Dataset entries
• • • • •
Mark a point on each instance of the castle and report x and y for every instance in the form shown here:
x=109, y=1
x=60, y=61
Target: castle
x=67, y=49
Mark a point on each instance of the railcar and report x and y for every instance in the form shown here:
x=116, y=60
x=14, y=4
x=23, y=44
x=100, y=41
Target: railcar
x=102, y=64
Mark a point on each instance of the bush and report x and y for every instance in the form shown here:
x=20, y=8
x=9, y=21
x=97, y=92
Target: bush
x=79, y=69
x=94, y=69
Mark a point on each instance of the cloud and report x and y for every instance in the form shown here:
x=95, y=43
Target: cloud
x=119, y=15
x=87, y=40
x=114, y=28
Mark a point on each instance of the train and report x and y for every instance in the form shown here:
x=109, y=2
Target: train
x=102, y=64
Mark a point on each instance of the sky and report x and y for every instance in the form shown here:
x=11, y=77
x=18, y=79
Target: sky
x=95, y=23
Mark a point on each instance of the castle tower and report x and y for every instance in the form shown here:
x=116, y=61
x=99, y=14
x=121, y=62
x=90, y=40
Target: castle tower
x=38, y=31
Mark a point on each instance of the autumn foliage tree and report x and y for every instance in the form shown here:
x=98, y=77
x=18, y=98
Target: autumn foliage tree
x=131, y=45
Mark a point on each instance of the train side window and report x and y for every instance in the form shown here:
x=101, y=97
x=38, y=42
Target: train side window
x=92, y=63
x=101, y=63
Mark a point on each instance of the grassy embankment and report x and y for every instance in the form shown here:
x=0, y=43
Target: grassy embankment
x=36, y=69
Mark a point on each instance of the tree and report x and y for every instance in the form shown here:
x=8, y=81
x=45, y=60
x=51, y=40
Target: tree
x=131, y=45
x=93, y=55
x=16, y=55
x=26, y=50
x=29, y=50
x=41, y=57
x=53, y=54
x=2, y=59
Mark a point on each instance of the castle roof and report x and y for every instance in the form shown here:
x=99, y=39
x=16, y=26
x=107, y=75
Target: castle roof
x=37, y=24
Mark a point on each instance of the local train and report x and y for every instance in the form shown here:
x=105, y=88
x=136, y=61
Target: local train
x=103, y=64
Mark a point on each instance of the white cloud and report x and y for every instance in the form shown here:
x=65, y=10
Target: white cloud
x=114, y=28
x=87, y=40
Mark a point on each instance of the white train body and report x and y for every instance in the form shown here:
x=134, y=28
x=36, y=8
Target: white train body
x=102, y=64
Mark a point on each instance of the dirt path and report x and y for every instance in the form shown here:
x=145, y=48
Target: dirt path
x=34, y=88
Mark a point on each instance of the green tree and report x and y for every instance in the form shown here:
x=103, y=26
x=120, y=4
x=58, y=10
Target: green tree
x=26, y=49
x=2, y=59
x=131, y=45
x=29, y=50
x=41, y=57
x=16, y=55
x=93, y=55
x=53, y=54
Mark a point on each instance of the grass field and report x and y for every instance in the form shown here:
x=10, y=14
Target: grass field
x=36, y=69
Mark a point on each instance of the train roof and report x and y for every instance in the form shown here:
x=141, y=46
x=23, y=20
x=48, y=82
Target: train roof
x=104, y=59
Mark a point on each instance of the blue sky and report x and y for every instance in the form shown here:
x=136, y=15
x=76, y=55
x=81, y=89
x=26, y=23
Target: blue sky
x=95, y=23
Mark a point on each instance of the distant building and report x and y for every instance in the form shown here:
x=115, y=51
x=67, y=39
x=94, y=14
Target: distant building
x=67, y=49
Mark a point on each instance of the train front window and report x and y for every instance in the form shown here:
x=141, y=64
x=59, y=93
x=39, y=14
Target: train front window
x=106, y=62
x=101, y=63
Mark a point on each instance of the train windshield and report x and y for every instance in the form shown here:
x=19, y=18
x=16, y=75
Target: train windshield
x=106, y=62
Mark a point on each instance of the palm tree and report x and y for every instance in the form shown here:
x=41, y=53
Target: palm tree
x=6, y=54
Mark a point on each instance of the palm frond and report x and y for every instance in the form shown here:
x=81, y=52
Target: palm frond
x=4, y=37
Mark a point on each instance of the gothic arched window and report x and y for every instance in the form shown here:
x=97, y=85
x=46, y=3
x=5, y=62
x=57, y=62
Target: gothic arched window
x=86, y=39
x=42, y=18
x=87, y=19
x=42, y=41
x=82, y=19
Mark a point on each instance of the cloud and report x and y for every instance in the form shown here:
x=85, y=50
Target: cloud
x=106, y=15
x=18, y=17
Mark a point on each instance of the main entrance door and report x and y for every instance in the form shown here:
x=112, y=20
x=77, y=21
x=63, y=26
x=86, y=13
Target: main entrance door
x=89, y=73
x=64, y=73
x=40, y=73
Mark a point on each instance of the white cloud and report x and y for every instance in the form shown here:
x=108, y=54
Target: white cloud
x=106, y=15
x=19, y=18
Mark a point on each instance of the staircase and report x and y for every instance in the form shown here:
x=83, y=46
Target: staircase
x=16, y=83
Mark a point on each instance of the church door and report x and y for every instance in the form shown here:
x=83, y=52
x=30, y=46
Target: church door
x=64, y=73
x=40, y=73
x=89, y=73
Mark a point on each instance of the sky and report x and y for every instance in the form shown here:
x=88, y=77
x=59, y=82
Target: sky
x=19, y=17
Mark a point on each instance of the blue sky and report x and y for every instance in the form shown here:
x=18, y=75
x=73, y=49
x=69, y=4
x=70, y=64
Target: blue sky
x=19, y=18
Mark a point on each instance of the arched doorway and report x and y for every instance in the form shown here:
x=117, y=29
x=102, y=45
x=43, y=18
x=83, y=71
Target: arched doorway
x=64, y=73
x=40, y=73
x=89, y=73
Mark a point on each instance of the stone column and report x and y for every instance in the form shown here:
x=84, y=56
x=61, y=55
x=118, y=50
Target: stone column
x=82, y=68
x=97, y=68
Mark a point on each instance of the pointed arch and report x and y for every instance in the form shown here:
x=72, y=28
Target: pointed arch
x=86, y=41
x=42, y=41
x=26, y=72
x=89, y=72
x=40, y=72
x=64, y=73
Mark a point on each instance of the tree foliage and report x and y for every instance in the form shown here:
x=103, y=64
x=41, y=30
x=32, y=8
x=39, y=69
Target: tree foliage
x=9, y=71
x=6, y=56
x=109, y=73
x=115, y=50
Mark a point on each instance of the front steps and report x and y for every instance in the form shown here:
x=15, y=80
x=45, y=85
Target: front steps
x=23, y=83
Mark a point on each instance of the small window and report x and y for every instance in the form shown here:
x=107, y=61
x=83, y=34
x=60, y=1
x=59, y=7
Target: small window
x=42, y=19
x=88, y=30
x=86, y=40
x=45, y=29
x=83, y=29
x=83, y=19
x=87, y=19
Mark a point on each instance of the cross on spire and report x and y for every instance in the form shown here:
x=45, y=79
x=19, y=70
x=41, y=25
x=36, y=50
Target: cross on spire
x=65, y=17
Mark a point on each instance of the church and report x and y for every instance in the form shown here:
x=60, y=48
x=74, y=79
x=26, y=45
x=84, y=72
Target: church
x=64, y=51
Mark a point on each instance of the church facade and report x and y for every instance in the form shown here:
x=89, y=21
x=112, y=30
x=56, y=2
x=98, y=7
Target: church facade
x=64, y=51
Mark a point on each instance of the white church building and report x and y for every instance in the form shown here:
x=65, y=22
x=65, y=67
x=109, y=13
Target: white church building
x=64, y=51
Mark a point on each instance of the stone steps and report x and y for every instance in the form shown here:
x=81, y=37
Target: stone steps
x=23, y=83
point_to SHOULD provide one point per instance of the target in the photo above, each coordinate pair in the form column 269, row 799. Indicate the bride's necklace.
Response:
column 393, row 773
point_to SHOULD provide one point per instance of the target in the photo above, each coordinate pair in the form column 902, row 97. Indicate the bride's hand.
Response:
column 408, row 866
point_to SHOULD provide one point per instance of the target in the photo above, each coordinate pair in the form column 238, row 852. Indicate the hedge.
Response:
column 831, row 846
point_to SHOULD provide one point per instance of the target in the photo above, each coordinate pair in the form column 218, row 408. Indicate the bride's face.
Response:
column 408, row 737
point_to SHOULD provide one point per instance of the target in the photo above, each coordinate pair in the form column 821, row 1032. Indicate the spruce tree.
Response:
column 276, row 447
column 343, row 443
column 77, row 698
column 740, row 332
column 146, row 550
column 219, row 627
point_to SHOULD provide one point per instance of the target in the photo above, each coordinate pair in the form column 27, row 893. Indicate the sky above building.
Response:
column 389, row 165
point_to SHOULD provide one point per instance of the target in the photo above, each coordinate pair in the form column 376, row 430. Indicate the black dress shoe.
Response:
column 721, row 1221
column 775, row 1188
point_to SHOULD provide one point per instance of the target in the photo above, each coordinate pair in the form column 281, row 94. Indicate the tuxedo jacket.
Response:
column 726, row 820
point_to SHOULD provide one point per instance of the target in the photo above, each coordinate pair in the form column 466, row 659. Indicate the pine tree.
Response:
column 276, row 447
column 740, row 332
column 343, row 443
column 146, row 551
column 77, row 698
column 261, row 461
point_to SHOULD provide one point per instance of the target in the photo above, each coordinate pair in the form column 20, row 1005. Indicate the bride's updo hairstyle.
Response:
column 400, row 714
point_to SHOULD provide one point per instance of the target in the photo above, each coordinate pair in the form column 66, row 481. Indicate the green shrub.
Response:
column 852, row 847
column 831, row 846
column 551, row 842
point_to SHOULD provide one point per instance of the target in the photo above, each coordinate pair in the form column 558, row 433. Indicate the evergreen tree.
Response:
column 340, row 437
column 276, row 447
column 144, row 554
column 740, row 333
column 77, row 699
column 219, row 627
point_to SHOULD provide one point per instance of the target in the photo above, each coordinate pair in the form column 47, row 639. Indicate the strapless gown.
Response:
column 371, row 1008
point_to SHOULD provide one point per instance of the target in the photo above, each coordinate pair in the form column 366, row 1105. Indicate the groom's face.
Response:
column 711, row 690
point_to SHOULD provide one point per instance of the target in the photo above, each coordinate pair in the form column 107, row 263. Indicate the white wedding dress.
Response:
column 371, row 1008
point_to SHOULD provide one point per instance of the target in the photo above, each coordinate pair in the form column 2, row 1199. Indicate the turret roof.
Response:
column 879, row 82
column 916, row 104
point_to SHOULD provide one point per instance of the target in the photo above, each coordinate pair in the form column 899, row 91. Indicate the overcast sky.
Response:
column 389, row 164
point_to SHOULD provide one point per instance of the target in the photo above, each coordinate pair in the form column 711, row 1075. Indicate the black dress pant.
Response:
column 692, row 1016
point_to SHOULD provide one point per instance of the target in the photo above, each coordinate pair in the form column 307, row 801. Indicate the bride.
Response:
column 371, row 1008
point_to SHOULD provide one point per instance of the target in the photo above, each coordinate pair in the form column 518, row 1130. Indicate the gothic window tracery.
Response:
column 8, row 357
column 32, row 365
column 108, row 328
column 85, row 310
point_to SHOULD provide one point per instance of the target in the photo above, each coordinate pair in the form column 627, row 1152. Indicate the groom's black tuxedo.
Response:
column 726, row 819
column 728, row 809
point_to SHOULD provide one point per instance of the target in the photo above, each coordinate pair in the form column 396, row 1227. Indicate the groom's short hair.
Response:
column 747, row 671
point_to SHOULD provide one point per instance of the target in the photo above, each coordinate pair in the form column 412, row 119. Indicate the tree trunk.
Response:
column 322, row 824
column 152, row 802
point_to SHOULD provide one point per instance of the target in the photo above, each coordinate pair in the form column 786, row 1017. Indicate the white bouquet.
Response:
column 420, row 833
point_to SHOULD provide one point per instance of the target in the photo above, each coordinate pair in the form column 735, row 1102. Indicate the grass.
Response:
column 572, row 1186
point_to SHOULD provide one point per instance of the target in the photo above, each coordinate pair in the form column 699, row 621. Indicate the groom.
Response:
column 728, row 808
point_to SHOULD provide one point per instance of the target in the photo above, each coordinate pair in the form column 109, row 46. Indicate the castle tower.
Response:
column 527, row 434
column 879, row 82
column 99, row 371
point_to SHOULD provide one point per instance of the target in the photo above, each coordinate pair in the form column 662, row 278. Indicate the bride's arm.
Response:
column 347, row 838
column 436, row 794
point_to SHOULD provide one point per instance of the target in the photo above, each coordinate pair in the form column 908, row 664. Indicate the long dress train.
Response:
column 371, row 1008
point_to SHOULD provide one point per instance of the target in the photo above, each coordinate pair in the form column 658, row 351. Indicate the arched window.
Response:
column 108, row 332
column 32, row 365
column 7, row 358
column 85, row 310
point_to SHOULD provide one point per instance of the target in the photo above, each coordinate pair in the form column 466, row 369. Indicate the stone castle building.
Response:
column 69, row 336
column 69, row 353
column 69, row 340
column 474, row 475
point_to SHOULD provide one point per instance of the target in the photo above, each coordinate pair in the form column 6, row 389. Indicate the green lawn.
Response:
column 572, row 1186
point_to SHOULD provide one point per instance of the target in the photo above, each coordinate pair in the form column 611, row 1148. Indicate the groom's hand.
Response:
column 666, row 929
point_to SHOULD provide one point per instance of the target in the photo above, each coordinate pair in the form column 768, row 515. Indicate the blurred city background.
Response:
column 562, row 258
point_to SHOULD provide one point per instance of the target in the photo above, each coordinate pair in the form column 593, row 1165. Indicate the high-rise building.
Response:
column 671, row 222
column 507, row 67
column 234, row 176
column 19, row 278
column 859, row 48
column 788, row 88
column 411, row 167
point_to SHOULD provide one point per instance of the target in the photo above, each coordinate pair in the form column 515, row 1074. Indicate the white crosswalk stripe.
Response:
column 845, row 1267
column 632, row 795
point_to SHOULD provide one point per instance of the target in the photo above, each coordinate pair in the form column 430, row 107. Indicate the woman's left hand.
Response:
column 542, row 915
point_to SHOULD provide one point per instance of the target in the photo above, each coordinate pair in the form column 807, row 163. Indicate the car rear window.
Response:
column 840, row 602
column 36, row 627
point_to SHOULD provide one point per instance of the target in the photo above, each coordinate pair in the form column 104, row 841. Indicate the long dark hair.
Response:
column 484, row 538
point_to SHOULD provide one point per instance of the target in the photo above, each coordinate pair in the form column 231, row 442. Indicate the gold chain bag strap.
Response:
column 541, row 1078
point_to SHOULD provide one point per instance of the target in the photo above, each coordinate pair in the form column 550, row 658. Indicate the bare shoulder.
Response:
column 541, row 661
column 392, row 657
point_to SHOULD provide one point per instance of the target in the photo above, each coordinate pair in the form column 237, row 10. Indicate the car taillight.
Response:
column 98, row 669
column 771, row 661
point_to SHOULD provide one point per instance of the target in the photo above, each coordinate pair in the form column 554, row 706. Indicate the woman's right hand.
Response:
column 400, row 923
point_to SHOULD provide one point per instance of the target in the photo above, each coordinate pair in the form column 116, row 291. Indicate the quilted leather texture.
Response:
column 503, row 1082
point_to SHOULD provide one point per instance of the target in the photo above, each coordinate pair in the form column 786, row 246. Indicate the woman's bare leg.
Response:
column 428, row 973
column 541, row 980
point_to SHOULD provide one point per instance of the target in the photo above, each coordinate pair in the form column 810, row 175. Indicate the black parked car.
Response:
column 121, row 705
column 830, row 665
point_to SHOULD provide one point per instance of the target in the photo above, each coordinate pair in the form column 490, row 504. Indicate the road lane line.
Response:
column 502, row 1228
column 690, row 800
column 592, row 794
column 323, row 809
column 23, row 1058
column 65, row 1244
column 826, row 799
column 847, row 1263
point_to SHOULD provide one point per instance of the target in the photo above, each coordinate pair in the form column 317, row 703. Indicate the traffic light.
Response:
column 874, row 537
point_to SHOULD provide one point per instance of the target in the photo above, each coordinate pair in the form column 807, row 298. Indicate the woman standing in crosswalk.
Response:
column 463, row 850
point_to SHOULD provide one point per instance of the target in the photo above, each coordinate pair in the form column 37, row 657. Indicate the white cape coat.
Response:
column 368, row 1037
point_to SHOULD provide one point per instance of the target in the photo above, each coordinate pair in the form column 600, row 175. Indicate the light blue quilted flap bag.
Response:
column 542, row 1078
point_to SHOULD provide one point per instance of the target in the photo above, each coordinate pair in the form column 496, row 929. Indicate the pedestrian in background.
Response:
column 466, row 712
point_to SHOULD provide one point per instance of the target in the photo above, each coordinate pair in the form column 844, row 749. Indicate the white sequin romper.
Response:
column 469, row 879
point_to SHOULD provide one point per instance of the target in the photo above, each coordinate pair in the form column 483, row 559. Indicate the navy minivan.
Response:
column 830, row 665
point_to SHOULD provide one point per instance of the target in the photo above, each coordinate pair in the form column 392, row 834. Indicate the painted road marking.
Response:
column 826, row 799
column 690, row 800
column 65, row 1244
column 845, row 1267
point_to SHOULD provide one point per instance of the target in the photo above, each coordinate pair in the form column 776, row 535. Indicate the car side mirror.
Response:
• • • • •
- [PROBLEM STATEMENT]
This exercise requires the lines of the entries containing the string "black".

- [RESULT OF THE EXERCISE]
point_to SHOULD provide one point per instance of the target in the photo above, each coordinate pair in the form column 376, row 430. Indicate the black dress shoe.
point_to SHOULD provide one point per instance of the target in the photo above, each coordinate pair in the form column 711, row 1075. Indicate the black dress pant.
point_to SHOULD provide one point per instance of the target in the photo above, each coordinate pair in the form column 627, row 1152. Indicate the groom's black tuxedo.
point_to SHOULD provide one point per instance of the target in the photo above, each coordinate pair in the form column 810, row 175. Indicate the black parked car.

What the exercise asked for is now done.